# [Data supplied]
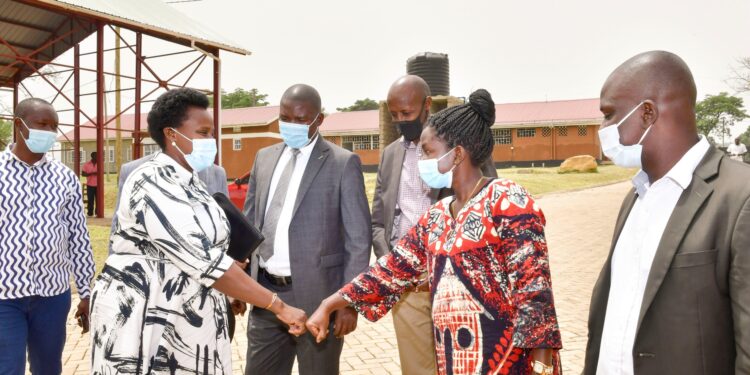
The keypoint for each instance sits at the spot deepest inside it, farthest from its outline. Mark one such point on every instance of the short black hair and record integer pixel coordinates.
(468, 125)
(27, 105)
(170, 109)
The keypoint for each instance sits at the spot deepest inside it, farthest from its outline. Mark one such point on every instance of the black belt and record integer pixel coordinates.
(276, 280)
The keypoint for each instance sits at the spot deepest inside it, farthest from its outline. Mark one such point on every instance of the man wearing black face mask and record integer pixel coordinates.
(401, 198)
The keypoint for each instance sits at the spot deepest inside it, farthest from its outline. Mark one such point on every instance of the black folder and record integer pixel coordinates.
(243, 237)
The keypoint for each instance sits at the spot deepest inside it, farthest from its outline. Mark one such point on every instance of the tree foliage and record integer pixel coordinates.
(716, 114)
(745, 137)
(740, 79)
(241, 98)
(365, 104)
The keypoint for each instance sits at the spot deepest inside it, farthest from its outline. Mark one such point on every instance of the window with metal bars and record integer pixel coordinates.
(362, 142)
(501, 136)
(526, 133)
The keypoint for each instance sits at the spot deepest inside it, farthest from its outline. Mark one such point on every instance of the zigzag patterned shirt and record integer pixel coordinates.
(43, 235)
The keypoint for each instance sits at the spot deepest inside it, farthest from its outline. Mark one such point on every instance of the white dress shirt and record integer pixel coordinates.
(633, 255)
(278, 264)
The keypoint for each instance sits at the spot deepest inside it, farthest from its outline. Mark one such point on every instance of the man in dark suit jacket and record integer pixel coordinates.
(317, 236)
(674, 294)
(401, 198)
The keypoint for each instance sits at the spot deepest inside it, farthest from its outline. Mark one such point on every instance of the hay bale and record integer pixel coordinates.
(579, 164)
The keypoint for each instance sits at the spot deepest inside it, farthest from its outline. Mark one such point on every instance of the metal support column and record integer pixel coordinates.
(137, 119)
(77, 110)
(100, 119)
(217, 106)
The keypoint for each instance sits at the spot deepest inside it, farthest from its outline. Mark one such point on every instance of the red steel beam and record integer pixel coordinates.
(137, 119)
(169, 54)
(15, 104)
(139, 57)
(57, 89)
(217, 105)
(25, 58)
(26, 25)
(100, 120)
(194, 70)
(77, 109)
(62, 87)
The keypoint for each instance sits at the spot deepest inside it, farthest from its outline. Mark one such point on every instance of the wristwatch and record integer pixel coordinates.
(542, 369)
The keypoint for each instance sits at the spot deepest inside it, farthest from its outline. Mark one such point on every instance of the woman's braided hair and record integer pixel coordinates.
(468, 125)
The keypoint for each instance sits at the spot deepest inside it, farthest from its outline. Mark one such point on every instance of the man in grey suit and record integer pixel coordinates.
(401, 198)
(674, 294)
(307, 196)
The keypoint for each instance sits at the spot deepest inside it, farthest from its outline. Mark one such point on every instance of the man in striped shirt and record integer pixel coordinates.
(43, 239)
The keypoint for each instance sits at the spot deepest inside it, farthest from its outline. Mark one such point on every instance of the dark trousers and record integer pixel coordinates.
(272, 350)
(91, 197)
(37, 323)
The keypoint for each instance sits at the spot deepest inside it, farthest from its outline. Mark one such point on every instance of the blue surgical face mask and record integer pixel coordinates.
(429, 171)
(203, 154)
(626, 156)
(295, 135)
(39, 141)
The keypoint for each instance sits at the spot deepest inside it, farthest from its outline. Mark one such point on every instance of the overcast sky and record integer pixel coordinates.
(517, 50)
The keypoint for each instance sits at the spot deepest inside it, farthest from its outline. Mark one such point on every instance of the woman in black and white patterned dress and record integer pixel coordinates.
(158, 305)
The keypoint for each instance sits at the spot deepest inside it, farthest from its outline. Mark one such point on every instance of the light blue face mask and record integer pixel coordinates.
(39, 141)
(429, 171)
(203, 155)
(295, 135)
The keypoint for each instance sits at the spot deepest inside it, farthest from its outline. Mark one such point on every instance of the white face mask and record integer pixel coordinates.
(626, 156)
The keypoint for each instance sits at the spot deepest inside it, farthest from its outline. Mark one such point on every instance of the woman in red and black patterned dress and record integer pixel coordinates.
(485, 254)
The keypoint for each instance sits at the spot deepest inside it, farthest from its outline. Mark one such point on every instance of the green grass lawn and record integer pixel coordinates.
(536, 180)
(540, 181)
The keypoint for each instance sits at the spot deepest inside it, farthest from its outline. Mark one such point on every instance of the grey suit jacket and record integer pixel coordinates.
(329, 238)
(695, 314)
(386, 194)
(215, 178)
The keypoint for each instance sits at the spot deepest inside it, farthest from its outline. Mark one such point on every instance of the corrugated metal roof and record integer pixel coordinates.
(508, 115)
(29, 24)
(153, 15)
(27, 28)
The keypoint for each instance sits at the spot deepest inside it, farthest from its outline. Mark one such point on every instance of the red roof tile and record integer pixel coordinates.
(368, 121)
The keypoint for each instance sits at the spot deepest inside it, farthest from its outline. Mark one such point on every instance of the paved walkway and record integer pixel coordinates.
(579, 230)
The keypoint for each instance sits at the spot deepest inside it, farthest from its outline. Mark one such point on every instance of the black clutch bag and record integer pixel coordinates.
(243, 237)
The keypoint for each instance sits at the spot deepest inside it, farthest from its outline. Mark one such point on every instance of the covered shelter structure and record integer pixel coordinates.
(38, 36)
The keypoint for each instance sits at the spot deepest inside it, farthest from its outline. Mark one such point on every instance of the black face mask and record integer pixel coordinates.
(411, 129)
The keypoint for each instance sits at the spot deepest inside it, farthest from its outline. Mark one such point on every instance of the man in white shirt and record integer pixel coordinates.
(737, 151)
(673, 295)
(307, 196)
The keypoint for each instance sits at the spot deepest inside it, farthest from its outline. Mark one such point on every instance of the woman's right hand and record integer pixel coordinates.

# [Description of the task]
Skip every picture and transcribe the data above exactly.

# [The answer]
The keypoint for each instance sits at the spot deepest inside it, farthest from its outline. Mark one such point on every instance of the short black hair and record integer pixel coordinates.
(468, 125)
(27, 105)
(170, 109)
The keypoint for each instance sits at the spot deepest inside it, farthest from its outline. Mark one such point on every instance of the black belt and record integer pixel coordinates.
(276, 280)
The keypoint for each instance sits at the spot deepest inside it, farthest from its outline. Mark one such point on every instance of the man wearing black face mask and record integer pixel coordinates.
(401, 198)
The keypoint for each instance sits at the spot deepest inside it, farthest from its outline. Mark one such point on every instance of the black folder and record integer pixel coordinates.
(243, 237)
The keypoint for each instance sits at the spot deepest inside it, farthest from its outline. Mark one such point on every instance of the tree foliage and record integer pixel coordinates.
(716, 114)
(745, 137)
(740, 79)
(241, 98)
(365, 104)
The keypoint for each instance sits at the spot deepest inside it, farthest from its outline. Mark one such point on every instance of the window with metal bars and record integer pixel coordinates.
(362, 142)
(501, 136)
(526, 133)
The keypoint for each instance sits at the spot deepest inside it, farthest from its outline. Mark one such point on every instance of the zigzag patterned shirt and record integer pixel coordinates.
(43, 235)
The keypoint for each instance sits at the spot deepest inside it, farthest from its outline. Mark one such point on every instance of the white dress shirt and record integer pixel coordinates.
(633, 255)
(278, 264)
The keypoint for each instance sits at the spot deepest inside it, farthest from its outline. Mark one such point on every instance of the man in dark suit jacket and record integer pixel coordinates.
(317, 236)
(674, 294)
(401, 198)
The keypoint for each instance sits at the spot deepest inside it, farthest from its outline. Mark one such point on every instance of the hay bale and record integer pixel coordinates.
(579, 164)
The keypoint for each instance sits at the spot deepest inside it, farthest from its outline. Mark one such point on every instance of the metal support column and record integer pixel coordinates.
(137, 119)
(77, 110)
(100, 119)
(217, 106)
The keypoint for each instance sits at the spot deepest inside it, farthest from its outline. Mark one such point on every instance of the red steel beam and record integer pixel coordinates.
(137, 119)
(169, 54)
(15, 104)
(139, 57)
(57, 89)
(217, 105)
(25, 58)
(26, 25)
(100, 120)
(194, 70)
(77, 109)
(62, 87)
The keypoint for each instance sits at the spot deepest inside it, farthest from its outline. Mark one such point on every instance of the wristwatch and record integer pixel coordinates.
(542, 369)
The keypoint for each instance sits at the spot deepest inside it, farthest from its outline. Mark one such point on every instance of the woman's braided hair and record integer pixel coordinates.
(468, 125)
The keypoint for each instance sits at the spot deepest inside it, farthest from its outline. Mark one such point on every instance of the man in grey suit and record integer pixel coordinates.
(401, 198)
(674, 294)
(307, 196)
The keypoint for each instance sits at the spot deepest inside it, farthest from its outline. Mark one such point on every instance of the man in striped shirt and record integer pixel coordinates.
(43, 239)
The keypoint for each instance sits at the spot deepest inside it, farthest from its outline. Mark one such point on every instance of the dark trousers and record integer pixel coordinates.
(272, 350)
(91, 197)
(37, 323)
The keypoint for each instance sits at the spot deepest inside it, farthest from its outline. Mark one such point on every instance of the blue surgical face mask and record integer pixel coordinates.
(429, 171)
(203, 154)
(626, 156)
(295, 135)
(39, 141)
The keypoint for each instance sits at the spot deepest inside it, farthest from its outline. Mark one such point on every instance of the overcast sky and record integer pixel coordinates.
(517, 50)
The keypoint for each instance sits at the spot deepest inside it, farthest from its outline. Mark one such point on every instance of the woman in black and white patterned dress and record integer pixel coordinates.
(158, 305)
The keypoint for each instance sits at the spot deepest inside it, farthest from its outline. Mark one such point on every instance of the light blue face mask and record integer pixel coordinates.
(39, 141)
(429, 171)
(203, 155)
(295, 135)
The keypoint for each instance sits at the spot deepest inside it, farthest from its outline. Mark one such point on every instance of the white face mask and record integer pixel coordinates.
(626, 156)
The keypoint for each instance sits at the spot deepest inside it, farthest from its outline. Mark one such point on every instance of the woman in red and black patterned dress and record integer pixel coordinates.
(485, 254)
The keypoint for each instance sits at the spot deepest inside it, farthest from its outline. Mark one such point on every instance of the green grass lawn and record integer pixel coordinates.
(536, 180)
(540, 181)
The keypoint for each instance sits at the spot deepest inside it, farthest from its outline. Mark one such point on every instance of the grey suit jacket and record integer pixel coordinates.
(329, 238)
(695, 314)
(386, 194)
(215, 178)
The keypoint for each instance sits at the spot deepest inside it, farthest from its outline. Mark one such point on every instance of the corrugated metal roof and record integer pixel coordinates.
(508, 115)
(29, 24)
(153, 15)
(27, 28)
The keypoint for each instance sits at the spot deepest inside it, farthest from its outline. Mark one such point on every instance of the red roof tile and record integer pixel coordinates.
(368, 121)
The keypoint for each instance sits at the spot deepest inside it, farthest from its outline. Mark one such point on every instance of the paved walkway and record integer pixel coordinates.
(579, 230)
The keypoint for each instance sits at the spot deepest inside it, farthest from its outline. Mark one such point on every instance of the black clutch bag and record integer pixel coordinates.
(243, 237)
The keypoint for each instance sits at the spot deepest inside it, farthest from its outline. Mark one such point on every instance of the covered shelter structure and record integer pixel coordinates.
(38, 36)
The keypoint for each instance sits at the spot deepest inside it, farthest from its outline. Mark one such point on every instance of the black face mask and record integer pixel coordinates.
(411, 129)
The keypoint for each instance sits at the spot deepest inside it, farthest from its outline. Mark one such point on every instance of the man in white shirt and record integer pixel coordinates.
(737, 151)
(673, 295)
(307, 196)
The keypoint for each instance sits at the spot deepest inside it, farthest from its outline. Mark one such point on every instance of the woman's right hand and record integer pixel coordinates.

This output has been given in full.